▶ _GIVEN TASK_: Reproduce the material below with each occurrence of "marker" replaced by "pin" and all other text unchanged, omitting the pictures.

▶ _DATASET ROWS_:
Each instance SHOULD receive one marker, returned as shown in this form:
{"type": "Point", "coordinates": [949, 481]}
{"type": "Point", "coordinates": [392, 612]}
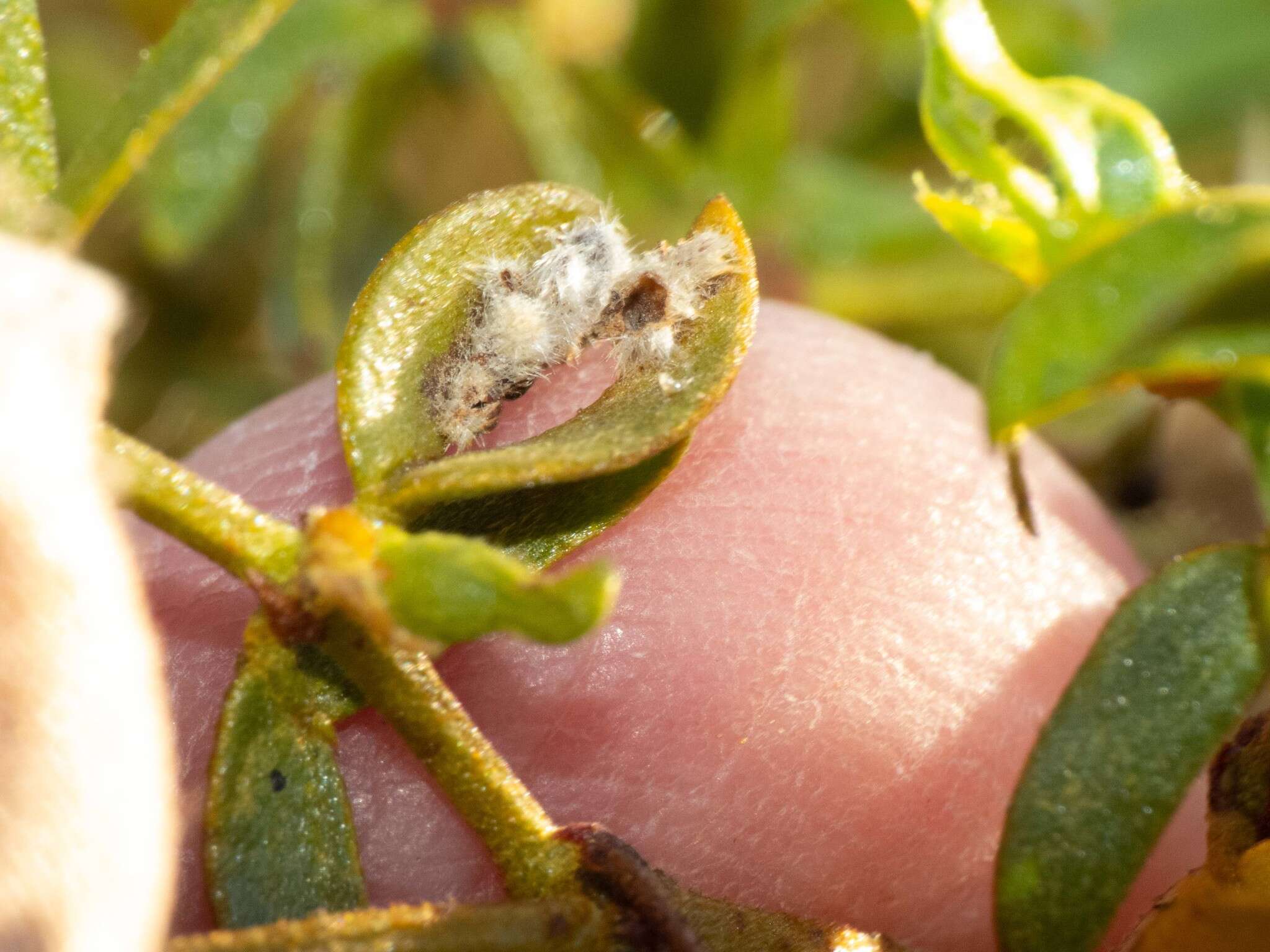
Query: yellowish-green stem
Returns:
{"type": "Point", "coordinates": [556, 926]}
{"type": "Point", "coordinates": [203, 516]}
{"type": "Point", "coordinates": [403, 685]}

▶ _ANSWER TO THE EXERCISE_:
Each instance SHOULD receive one pin, returned as shown in this form:
{"type": "Point", "coordinates": [949, 481]}
{"type": "Point", "coordinates": [392, 612]}
Query: yellowish-green stem
Returns:
{"type": "Point", "coordinates": [556, 926]}
{"type": "Point", "coordinates": [203, 516]}
{"type": "Point", "coordinates": [403, 685]}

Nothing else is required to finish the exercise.